(What the task requires) Output the records below again, precisely as they are written.

[Data excerpts]
----------

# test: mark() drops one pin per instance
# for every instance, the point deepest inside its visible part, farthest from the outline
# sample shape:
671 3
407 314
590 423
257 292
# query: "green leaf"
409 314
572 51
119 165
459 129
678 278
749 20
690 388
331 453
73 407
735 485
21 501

----------

(Solution to the problem)
# test: mark() drops one pin per instance
# for every instance, the point deepest inside its visible part, farthest from the outline
# sample shape:
671 3
407 314
590 423
257 292
# query: "green leaf"
409 314
572 51
119 165
459 129
678 278
749 20
690 388
331 453
73 407
735 485
21 501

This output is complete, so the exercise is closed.